### [Text excerpt]
Apparently I am still writing about Italian terra cotta-bear with me if you can.  The container that arrived just a few days ago has brought back a flood of memories from the past fifteen years shopping for great terra cotta-I have some 35mm images that describe those memories.  Once the shop had a home, and an address, Rob went shopping not one bit more seriously, but in greater volume, and with more confidence.  In the early 1990’s, he met and did business with Klaus and Ilona-they brokered Italian terra cotta from a number of different potteries.  Rob would meet them in Florence, and shop.  Though Klaus was German, his mother lived in Tuscany-in those days.  Rob became part of their Italian/German family.  Many bottles of great chianti and home bottled olive oil from Klaus’s Mom arrived in the container with our terra cotta in those days.  They helped bring order to Rob’s orders. Few of the potteries we bought from did much business exporting to the US.  The order we placed very early on with Carlo Chiti-the money disappeared, and our request for pots went unanswered.  Carlo Chiti-if you are out there, we are still waiting for our pots.  Klaus and Ilona no longer rep Italian terra cotta, but their generous help and support more than a decade ago taught Rob much about how to shop in Italy.     

The terra cotta pots, and sculptures manufactured by Mital are legendary.  Giant and ornately sculpted vases from Mital grace gorgeous gardens all over the planet.  In my opinion, the most beautiful classical Italian terra cotta pots ever made come from Mital.  My own terra cotta collection revolves around pots from them.   

A series of terra cotta pots of this exact design were made by Franco’s grandfather early in the 20th century for the Biltmore Estate.  These replacements for two broken pots, made from the original mold, were about to be shipped when Rob visited Mital in 1998.  Based on this photograph, I ordered three of them for the shop.  One client spoke for all three-he is as crazy about classical Italian terra cotta as I am.

### [Data]
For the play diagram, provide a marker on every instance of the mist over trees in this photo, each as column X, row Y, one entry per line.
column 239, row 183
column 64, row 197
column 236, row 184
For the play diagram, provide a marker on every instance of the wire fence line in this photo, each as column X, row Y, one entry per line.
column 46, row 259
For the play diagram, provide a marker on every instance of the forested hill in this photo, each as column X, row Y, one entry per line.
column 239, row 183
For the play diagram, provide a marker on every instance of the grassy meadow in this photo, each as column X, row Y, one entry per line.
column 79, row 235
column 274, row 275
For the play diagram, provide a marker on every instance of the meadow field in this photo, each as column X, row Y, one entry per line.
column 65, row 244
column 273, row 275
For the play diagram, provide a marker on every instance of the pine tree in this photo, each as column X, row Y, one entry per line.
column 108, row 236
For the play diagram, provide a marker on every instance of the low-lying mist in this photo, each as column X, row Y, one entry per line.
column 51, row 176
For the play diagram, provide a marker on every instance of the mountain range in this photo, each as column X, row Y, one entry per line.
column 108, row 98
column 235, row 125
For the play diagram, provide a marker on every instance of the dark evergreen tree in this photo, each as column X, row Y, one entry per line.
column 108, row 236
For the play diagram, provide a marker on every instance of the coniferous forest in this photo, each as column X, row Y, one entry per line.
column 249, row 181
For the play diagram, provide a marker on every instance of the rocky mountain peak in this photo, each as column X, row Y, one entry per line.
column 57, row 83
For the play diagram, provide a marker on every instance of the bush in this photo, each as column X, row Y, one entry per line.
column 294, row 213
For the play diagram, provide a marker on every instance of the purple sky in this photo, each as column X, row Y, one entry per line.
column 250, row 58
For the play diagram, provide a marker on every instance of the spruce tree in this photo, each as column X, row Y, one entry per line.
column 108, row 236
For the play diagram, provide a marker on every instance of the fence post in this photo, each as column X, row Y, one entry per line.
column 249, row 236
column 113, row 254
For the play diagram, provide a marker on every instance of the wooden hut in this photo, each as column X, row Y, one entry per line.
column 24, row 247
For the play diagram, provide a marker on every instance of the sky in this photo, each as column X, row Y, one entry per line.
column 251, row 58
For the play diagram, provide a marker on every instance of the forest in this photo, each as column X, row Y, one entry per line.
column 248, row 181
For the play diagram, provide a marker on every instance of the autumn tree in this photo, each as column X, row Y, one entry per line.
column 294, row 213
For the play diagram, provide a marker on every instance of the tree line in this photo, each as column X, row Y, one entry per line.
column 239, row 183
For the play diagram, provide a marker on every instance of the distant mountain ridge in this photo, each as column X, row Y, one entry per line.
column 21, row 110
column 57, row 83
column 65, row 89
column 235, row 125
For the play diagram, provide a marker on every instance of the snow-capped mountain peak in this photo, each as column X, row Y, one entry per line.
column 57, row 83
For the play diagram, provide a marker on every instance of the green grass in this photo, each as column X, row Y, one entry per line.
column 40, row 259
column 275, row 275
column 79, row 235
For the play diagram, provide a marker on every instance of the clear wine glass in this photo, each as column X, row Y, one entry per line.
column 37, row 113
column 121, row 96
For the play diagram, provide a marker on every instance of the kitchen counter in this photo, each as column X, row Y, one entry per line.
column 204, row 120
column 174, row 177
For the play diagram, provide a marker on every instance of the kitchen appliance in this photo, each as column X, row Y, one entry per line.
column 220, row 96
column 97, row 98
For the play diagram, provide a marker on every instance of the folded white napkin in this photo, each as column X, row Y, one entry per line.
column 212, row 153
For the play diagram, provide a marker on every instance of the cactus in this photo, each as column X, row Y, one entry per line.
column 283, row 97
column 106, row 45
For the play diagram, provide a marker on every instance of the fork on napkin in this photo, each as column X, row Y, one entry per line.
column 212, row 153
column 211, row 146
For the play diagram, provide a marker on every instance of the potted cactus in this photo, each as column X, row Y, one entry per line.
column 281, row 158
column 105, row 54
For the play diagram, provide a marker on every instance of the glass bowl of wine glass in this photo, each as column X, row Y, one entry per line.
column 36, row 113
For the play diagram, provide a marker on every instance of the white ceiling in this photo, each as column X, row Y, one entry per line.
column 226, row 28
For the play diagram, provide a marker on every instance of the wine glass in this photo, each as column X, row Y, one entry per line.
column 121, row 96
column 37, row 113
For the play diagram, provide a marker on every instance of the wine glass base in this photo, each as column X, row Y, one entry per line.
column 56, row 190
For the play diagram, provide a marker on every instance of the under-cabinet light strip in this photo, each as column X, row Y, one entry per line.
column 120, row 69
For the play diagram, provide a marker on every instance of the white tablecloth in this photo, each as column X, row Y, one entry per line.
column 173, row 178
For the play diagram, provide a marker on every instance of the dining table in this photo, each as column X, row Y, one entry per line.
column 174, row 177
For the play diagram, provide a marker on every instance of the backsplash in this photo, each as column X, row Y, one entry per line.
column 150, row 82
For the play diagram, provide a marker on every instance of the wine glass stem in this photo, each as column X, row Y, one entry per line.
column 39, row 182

### [Stated goal]
Answer these from the text on Italian terra cotta:
(a) In which city would Rob meet Klaus and Ilona?
(b) Pots from which maker does the writer's own collection revolve around?
(c) In what year did Rob visit Mital?
The items stand apart from the text on Italian terra cotta.

### [Solution for this problem]
(a) Florence
(b) Mital
(c) 1998